GIVEN TASK:
Find every line in the rows below that contains the word "yellow", and copy each of those lines in full.

— Start —

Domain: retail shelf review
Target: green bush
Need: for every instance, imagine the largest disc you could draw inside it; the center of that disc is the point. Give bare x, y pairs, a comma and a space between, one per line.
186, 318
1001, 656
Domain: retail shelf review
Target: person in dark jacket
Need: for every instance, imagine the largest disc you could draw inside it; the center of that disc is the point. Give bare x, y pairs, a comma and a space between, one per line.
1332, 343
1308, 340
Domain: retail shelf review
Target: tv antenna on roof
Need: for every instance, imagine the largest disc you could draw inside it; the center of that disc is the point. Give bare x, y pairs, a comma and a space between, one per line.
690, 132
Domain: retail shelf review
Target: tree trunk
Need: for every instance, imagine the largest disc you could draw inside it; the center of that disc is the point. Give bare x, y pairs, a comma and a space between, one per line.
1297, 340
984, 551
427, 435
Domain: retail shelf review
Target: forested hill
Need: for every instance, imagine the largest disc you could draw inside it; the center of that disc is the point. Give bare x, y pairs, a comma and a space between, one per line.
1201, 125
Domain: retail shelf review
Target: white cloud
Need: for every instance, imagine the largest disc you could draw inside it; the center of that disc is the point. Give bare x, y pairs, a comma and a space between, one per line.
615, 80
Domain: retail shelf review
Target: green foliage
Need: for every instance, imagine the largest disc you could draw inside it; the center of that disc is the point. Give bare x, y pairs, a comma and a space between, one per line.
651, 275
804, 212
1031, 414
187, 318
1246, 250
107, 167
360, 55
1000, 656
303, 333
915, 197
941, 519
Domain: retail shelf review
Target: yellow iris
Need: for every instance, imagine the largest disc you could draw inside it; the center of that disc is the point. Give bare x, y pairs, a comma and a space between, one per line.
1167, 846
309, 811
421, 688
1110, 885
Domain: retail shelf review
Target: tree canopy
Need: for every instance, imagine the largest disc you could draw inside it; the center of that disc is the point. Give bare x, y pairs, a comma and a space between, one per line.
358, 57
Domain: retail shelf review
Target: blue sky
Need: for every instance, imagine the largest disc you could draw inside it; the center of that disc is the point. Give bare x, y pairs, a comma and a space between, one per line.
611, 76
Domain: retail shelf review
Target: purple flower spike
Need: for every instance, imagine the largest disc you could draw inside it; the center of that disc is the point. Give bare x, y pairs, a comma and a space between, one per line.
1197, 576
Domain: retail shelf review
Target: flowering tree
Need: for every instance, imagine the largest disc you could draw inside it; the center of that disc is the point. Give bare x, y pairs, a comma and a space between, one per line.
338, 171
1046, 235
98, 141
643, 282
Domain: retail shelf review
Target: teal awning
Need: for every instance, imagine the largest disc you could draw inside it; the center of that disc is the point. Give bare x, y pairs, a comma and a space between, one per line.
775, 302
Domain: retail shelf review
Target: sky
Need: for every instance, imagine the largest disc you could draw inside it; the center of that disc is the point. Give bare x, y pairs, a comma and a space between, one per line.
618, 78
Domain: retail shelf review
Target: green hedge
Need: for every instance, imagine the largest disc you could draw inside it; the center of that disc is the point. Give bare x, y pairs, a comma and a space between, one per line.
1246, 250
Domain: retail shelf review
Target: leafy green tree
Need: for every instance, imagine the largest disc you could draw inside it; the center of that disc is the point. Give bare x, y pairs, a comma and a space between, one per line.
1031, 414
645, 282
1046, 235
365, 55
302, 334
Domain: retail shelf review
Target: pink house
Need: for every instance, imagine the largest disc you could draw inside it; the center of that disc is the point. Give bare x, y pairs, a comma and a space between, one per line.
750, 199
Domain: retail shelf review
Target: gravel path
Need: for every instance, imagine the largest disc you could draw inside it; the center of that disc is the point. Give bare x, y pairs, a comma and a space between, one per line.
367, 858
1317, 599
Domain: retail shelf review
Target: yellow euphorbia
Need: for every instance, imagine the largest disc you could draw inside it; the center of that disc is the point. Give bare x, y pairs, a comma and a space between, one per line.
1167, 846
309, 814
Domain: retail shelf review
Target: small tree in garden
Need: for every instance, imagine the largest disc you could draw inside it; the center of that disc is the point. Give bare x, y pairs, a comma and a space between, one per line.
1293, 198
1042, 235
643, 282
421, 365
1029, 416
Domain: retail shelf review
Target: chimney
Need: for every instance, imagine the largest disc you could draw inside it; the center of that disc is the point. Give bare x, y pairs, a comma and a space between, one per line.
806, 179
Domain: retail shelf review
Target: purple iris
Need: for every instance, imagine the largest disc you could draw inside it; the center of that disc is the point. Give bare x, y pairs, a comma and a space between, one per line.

— End —

TASK SOLUTION:
Target: yellow iris
Target: yellow euphorbia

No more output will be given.